### WRITTEN REQUEST:
Convert every line of the data below into a JSON list of strings, one string per line, with blank lines omitted. Leave the pictures out of the answer.

### INFORMATION GIVEN:
----------
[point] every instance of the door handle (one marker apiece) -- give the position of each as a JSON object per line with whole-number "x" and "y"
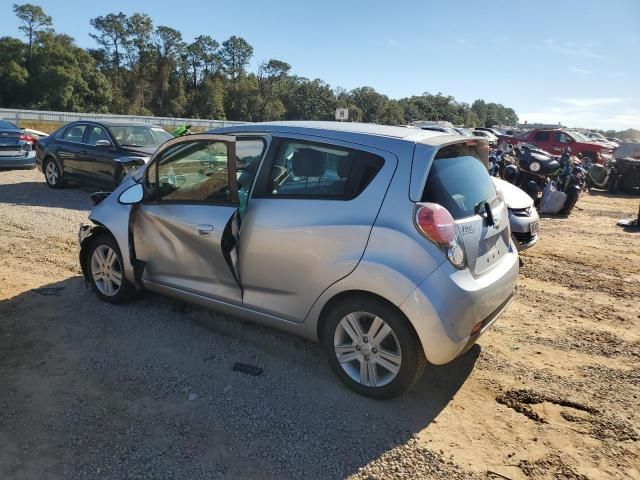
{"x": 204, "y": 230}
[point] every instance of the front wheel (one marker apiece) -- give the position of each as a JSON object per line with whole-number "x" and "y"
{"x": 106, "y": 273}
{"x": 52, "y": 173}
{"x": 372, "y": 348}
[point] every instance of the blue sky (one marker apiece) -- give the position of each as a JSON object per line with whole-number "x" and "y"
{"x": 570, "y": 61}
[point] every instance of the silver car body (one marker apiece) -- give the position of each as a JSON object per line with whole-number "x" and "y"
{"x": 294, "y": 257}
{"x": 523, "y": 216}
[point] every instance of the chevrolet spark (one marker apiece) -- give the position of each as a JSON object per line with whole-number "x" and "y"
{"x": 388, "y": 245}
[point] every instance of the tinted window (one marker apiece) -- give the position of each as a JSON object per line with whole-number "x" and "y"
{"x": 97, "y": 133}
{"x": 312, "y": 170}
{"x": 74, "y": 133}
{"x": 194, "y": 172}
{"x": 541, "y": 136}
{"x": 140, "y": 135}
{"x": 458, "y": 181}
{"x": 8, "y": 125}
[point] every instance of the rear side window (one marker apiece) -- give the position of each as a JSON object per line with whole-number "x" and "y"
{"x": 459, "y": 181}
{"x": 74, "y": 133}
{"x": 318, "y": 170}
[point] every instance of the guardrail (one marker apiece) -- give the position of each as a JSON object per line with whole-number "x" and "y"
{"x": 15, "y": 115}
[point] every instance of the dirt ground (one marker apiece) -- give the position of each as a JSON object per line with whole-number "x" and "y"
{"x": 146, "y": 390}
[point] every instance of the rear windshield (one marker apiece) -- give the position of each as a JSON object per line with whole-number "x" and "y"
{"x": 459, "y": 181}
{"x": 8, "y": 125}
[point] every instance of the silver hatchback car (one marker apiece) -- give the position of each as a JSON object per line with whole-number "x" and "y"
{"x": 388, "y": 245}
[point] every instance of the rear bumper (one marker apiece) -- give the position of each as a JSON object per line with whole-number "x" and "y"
----------
### ANSWER TO THIS TASK:
[
  "[point] every instance of the door handle (one marker apiece) -- give the position of each as a JSON object per line with whole-number \"x\" and \"y\"",
  "{\"x\": 204, \"y\": 230}",
  "[point] every instance of the front wheel (one marker apiece) -- give the position of each as a JSON object per line with whole-number \"x\" and \"y\"",
  "{\"x\": 106, \"y\": 273}",
  "{\"x\": 52, \"y\": 173}",
  "{\"x\": 372, \"y\": 348}",
  "[point] every instance of the blue sky (one marker apiece) -- give the position of each as a JSON object per line with whole-number \"x\" and \"y\"",
  "{\"x\": 570, \"y\": 61}",
  "[point] every instance of the silver car body (one marker apiece) -- give the position of each as a JSON object per line with whole-number \"x\" and \"y\"",
  "{\"x\": 294, \"y\": 257}",
  "{\"x\": 523, \"y\": 216}",
  "[point] every instance of the chevrolet spark (one marker apiece) -- give the position of each as a JSON object per line with whole-number \"x\" and \"y\"",
  "{\"x\": 388, \"y\": 245}",
  "[point] every instance of the tinted window (one marker apiece) -- give the position of each as a JSON object per line with whole-number \"x\" and \"y\"",
  "{\"x\": 97, \"y\": 133}",
  "{\"x\": 312, \"y\": 170}",
  "{\"x\": 74, \"y\": 133}",
  "{\"x\": 194, \"y\": 172}",
  "{\"x\": 541, \"y\": 136}",
  "{\"x\": 140, \"y\": 135}",
  "{\"x\": 458, \"y\": 181}",
  "{\"x\": 8, \"y\": 125}",
  "[point] every instance of the rear side window (one marker apiece) -- give the position of each as a JSON object per line with whole-number \"x\" and \"y\"",
  "{\"x\": 459, \"y\": 181}",
  "{\"x\": 74, \"y\": 133}",
  "{\"x\": 318, \"y\": 170}",
  "[point] every instance of the guardrail (one marker apiece) -- give the position of each as a JSON object per line with whole-number \"x\" and \"y\"",
  "{\"x\": 15, \"y\": 115}",
  "[point] every instance of the dirt ground (one marker apiece) -- give the position of each as a JSON object per line with whole-number \"x\" and \"y\"",
  "{\"x\": 146, \"y\": 390}",
  "[point] every instance of the rear windshield (one marker apiece) -- give the position of each as a JSON object per line with whole-number \"x\" and \"y\"",
  "{\"x\": 459, \"y\": 181}",
  "{\"x\": 8, \"y\": 125}",
  "[point] every instance of the silver hatchback car (one marker apiece) -- give the position of each as a JSON object per line with whole-number \"x\" and \"y\"",
  "{\"x\": 388, \"y\": 245}",
  "[point] every instance of the rear bumper (one marker apiece) -- give the position of each as a JSON object per line with whole-number \"x\" and \"y\""
]